▸ Dataset entries:
════════

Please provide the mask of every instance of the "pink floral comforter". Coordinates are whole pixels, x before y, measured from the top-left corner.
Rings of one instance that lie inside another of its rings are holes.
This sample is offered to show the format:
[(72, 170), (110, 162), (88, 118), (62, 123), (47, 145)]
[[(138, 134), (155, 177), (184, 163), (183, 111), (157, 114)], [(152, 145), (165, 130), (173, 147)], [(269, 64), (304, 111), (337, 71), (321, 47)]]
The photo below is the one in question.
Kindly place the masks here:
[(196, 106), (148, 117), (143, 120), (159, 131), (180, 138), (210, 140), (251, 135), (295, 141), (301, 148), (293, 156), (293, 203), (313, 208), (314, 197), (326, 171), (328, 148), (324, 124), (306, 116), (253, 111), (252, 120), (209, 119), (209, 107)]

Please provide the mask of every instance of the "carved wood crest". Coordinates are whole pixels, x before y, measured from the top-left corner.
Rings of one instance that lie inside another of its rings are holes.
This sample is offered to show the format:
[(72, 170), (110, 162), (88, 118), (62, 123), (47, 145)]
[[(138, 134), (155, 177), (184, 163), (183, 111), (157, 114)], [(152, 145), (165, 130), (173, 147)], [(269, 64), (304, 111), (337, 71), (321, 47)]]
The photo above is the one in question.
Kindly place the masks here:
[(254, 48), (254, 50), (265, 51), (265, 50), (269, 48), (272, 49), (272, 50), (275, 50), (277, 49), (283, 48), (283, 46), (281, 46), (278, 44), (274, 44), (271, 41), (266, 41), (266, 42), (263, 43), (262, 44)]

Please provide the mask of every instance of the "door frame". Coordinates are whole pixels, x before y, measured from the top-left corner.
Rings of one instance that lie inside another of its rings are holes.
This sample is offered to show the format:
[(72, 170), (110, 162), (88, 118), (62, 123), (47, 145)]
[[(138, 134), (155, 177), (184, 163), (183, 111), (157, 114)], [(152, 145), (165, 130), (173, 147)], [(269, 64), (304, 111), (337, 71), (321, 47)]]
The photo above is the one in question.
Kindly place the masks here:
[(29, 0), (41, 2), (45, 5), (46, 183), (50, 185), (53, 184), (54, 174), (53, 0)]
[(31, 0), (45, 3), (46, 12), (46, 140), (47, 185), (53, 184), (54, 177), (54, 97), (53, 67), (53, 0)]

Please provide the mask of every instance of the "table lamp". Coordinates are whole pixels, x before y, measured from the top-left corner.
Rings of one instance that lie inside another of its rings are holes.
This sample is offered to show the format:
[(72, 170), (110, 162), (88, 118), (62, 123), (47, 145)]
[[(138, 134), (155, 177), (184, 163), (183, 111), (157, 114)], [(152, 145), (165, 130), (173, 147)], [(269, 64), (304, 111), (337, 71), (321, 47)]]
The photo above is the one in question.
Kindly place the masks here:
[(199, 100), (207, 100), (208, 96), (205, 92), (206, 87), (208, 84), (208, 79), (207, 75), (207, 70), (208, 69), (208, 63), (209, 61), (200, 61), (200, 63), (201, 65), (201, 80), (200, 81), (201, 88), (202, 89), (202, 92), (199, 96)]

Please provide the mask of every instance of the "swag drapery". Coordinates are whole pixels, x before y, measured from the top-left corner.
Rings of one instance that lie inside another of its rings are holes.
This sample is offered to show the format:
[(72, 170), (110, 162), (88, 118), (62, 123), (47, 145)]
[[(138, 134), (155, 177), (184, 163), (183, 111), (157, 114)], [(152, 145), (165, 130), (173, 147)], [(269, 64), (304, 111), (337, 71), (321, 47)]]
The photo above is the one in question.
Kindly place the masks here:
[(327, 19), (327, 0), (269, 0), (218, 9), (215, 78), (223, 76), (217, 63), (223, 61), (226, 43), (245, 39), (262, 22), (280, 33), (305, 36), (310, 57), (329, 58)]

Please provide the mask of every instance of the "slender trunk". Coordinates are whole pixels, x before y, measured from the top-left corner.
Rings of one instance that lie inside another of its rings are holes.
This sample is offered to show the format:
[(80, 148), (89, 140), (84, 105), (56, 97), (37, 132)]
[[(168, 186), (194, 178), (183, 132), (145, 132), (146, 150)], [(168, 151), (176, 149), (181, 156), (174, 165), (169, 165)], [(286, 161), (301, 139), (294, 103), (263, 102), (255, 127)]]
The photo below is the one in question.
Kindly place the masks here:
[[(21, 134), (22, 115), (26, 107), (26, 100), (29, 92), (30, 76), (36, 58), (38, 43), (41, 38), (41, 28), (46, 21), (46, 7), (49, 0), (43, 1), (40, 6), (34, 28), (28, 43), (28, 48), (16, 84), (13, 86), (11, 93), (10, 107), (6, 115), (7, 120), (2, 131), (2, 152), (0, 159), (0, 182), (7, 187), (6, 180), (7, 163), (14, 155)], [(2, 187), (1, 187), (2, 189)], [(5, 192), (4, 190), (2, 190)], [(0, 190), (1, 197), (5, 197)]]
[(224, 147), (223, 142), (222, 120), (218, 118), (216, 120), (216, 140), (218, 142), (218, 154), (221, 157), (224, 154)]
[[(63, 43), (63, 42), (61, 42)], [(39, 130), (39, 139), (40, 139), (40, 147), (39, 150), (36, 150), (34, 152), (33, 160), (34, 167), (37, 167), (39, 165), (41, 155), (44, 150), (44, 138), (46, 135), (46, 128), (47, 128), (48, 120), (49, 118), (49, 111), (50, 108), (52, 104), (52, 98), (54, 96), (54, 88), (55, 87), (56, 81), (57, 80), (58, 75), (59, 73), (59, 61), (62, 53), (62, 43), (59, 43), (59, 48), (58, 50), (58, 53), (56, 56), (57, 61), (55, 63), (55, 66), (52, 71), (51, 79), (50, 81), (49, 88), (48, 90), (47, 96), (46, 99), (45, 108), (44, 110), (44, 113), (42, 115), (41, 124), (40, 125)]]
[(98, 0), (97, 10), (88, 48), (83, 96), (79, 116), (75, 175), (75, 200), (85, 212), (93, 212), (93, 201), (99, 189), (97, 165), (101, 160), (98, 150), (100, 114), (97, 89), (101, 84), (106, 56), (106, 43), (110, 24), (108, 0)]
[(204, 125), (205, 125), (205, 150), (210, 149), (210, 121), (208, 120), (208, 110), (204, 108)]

════════

▸ TASK REQUIREMENTS: Rewrite the lines above, putting "upper-left corner" wherever "top-left corner" appears and leaving everything else as it is.

▸ ANSWER IN FULL:
Please provide the mask of every instance of the "pink floral comforter". Coordinates are whole pixels, x before y, measured from the upper-left corner.
Rings of one instance that lie inside another of its rings are holes.
This sample is offered to show the format:
[(72, 170), (110, 162), (88, 118), (62, 123), (47, 145)]
[[(138, 134), (155, 177), (184, 163), (183, 111), (157, 114)], [(152, 145), (165, 130), (173, 147)], [(269, 64), (304, 111), (337, 71), (321, 47)]]
The photo below is the one in question.
Kindly place the masks here:
[(196, 106), (148, 117), (143, 120), (159, 131), (180, 138), (210, 140), (251, 135), (295, 141), (301, 148), (293, 156), (293, 203), (313, 208), (314, 197), (326, 171), (328, 148), (324, 124), (306, 116), (253, 111), (252, 120), (209, 119), (209, 107)]

Please provide the mask of every instance of the "carved wood crest". Coordinates are whole pixels, x before y, measured from the upper-left corner.
Rings of one instance that lie inside another of its rings are holes.
This sample is offered to show the format:
[(72, 170), (110, 162), (88, 118), (62, 123), (47, 145)]
[[(138, 134), (155, 177), (184, 163), (183, 111), (157, 114)], [(152, 145), (165, 130), (173, 147)], [(269, 64), (304, 111), (337, 71), (321, 47)]]
The photo above is the one in question.
Kindly place the masks here:
[(254, 48), (254, 50), (265, 51), (265, 50), (269, 48), (272, 49), (272, 50), (275, 50), (277, 49), (283, 48), (283, 46), (281, 46), (278, 44), (274, 44), (271, 41), (266, 41), (266, 42), (263, 43), (262, 44)]

Please provide the mask of every instance of the "door frame". Coordinates are whole pixels, x before y, measured from the upper-left corner.
Rings of one instance that lie inside another of its rings are holes.
This sample is offered to show the format:
[(72, 170), (110, 162), (88, 118), (62, 123), (47, 145)]
[[(138, 134), (155, 177), (184, 163), (183, 111), (157, 114)], [(152, 145), (165, 130), (173, 147)], [(269, 64), (304, 111), (337, 71), (321, 47)]]
The photo above is the one in question.
Kindly place the masks here:
[(29, 0), (41, 2), (45, 5), (46, 183), (50, 185), (53, 184), (54, 174), (53, 0)]
[(31, 0), (45, 3), (46, 12), (46, 140), (47, 185), (53, 184), (54, 177), (54, 97), (53, 67), (53, 0)]

Please provide the mask of every instance of the "table lamp". Coordinates are whole pixels, x before y, measured from the upper-left corner.
Rings of one instance that lie inside another of its rings are holes.
This sample is offered to show the format:
[(72, 170), (110, 162), (88, 118), (62, 123), (47, 145)]
[[(138, 134), (155, 177), (184, 163), (183, 111), (157, 114)], [(152, 145), (165, 130), (173, 147)], [(269, 64), (304, 111), (337, 71), (321, 47)]]
The photo above is the one in question.
Kindly place the masks here:
[(199, 100), (207, 100), (208, 96), (205, 92), (206, 87), (208, 84), (208, 79), (207, 75), (207, 70), (208, 69), (208, 63), (209, 61), (200, 61), (200, 63), (201, 65), (201, 80), (200, 81), (201, 88), (202, 89), (202, 92), (199, 96)]

Please provide the mask of every instance of the "swag drapery". Coordinates are whole pixels, x before y, measured from the upper-left corner.
Rings of one instance that lie inside another of its rings are holes.
This sample is offered to show the format:
[(72, 170), (110, 162), (88, 118), (62, 123), (47, 145)]
[[(138, 134), (155, 177), (184, 163), (183, 111), (157, 114)], [(152, 145), (165, 130), (173, 147)], [(269, 64), (304, 111), (337, 71), (321, 47)]]
The photo above is the one in question.
Kindly place the masks here:
[(327, 19), (327, 0), (269, 0), (218, 9), (215, 78), (223, 76), (217, 63), (223, 61), (226, 43), (245, 39), (262, 22), (280, 33), (305, 36), (310, 57), (329, 58)]

Please provide the mask of every instance of the "slender trunk". Coordinates are whole pixels, x before y, measured from the upper-left corner.
Rings of one instance that lie inside another of its rings are holes.
This sample is offered to show the format:
[(80, 148), (89, 140), (84, 105), (56, 97), (37, 132)]
[[(168, 186), (194, 178), (183, 132), (145, 132), (146, 150)], [(168, 151), (176, 149), (181, 156), (174, 165), (169, 165)], [(286, 161), (301, 139), (294, 103), (263, 102), (255, 127)]]
The photo below is the one in question.
Kindly place the masks here:
[[(21, 134), (22, 115), (26, 107), (26, 100), (29, 92), (30, 76), (36, 58), (38, 43), (41, 38), (41, 28), (46, 21), (46, 7), (49, 0), (43, 1), (40, 6), (34, 28), (28, 43), (28, 48), (16, 84), (13, 86), (11, 93), (10, 107), (6, 115), (7, 120), (2, 131), (2, 152), (0, 159), (0, 182), (7, 187), (6, 180), (7, 163), (14, 155)], [(2, 187), (1, 187), (2, 189)], [(5, 192), (4, 190), (2, 190)], [(0, 190), (1, 197), (5, 197)]]
[(224, 147), (223, 142), (222, 120), (218, 118), (216, 120), (216, 140), (218, 142), (218, 154), (221, 157), (224, 154)]
[[(63, 43), (63, 42), (61, 42)], [(39, 130), (39, 139), (40, 139), (40, 147), (39, 150), (36, 150), (34, 152), (33, 160), (34, 167), (37, 167), (39, 165), (41, 155), (44, 150), (44, 138), (46, 135), (46, 128), (47, 128), (48, 120), (49, 118), (49, 111), (50, 108), (52, 104), (52, 98), (54, 96), (54, 88), (55, 87), (56, 81), (57, 80), (58, 75), (59, 73), (59, 61), (62, 53), (62, 43), (59, 43), (59, 48), (58, 50), (58, 53), (56, 56), (57, 61), (55, 63), (55, 66), (52, 71), (51, 79), (50, 81), (49, 88), (48, 90), (47, 96), (46, 99), (45, 108), (44, 110), (44, 113), (42, 115), (41, 124), (40, 125)]]
[(98, 0), (97, 10), (88, 48), (83, 96), (79, 116), (75, 175), (75, 200), (85, 212), (93, 212), (93, 201), (99, 189), (97, 165), (101, 160), (98, 150), (100, 114), (97, 89), (101, 84), (106, 56), (106, 43), (110, 24), (108, 0)]
[(204, 125), (205, 125), (205, 150), (210, 149), (210, 121), (208, 120), (208, 110), (204, 108)]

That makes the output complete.